EXERCISE AIM: Print all of the lines below word for word, without changing anything.

DATA RECORDS:
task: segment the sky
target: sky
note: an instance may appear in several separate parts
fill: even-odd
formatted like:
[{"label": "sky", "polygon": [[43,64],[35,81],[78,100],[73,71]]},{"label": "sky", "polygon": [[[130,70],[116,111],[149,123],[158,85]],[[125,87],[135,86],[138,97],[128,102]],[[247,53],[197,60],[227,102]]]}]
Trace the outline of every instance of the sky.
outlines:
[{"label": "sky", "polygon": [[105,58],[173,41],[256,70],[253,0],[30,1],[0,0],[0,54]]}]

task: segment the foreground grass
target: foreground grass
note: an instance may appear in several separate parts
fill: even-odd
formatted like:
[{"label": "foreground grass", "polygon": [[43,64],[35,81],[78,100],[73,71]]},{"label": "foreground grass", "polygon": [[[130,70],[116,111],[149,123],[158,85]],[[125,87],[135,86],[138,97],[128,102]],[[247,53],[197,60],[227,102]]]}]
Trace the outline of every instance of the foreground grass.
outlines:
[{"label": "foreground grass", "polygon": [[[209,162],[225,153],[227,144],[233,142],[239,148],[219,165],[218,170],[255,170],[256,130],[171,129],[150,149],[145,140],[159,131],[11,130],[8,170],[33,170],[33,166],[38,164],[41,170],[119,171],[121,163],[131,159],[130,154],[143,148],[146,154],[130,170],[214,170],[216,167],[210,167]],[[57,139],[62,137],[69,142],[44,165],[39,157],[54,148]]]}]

FINAL ANSWER:
task: segment the sky
target: sky
note: an instance may appear in several separate parts
fill: even-odd
formatted like:
[{"label": "sky", "polygon": [[43,64],[35,81],[78,100],[73,71]]},{"label": "sky", "polygon": [[[130,70],[116,111],[149,123],[158,85]],[[125,87],[135,86],[138,97],[128,102]],[[247,53],[197,60],[227,102]]]}]
Trace the outline of every instance of the sky.
outlines:
[{"label": "sky", "polygon": [[105,58],[173,41],[256,70],[253,0],[30,1],[0,0],[0,54]]}]

task: segment the foreground grass
target: foreground grass
note: an instance may appear in several separate parts
fill: even-odd
formatted like:
[{"label": "foreground grass", "polygon": [[43,64],[35,81],[78,100],[73,71]]},{"label": "foreground grass", "polygon": [[[130,70],[116,111],[149,123],[158,85]],[[125,87],[135,86],[138,97],[128,102]],[[247,53],[197,60],[227,102]]]}]
Trace the outline of every instance of the foreground grass.
outlines:
[{"label": "foreground grass", "polygon": [[[209,162],[225,153],[227,144],[233,142],[239,148],[219,165],[218,170],[255,170],[256,130],[171,129],[150,149],[145,140],[159,131],[11,130],[8,170],[33,170],[33,166],[38,164],[41,170],[119,171],[121,163],[131,159],[130,154],[143,148],[146,154],[130,170],[214,170],[216,167],[210,167]],[[57,139],[62,137],[69,142],[44,165],[39,157],[54,148]]]}]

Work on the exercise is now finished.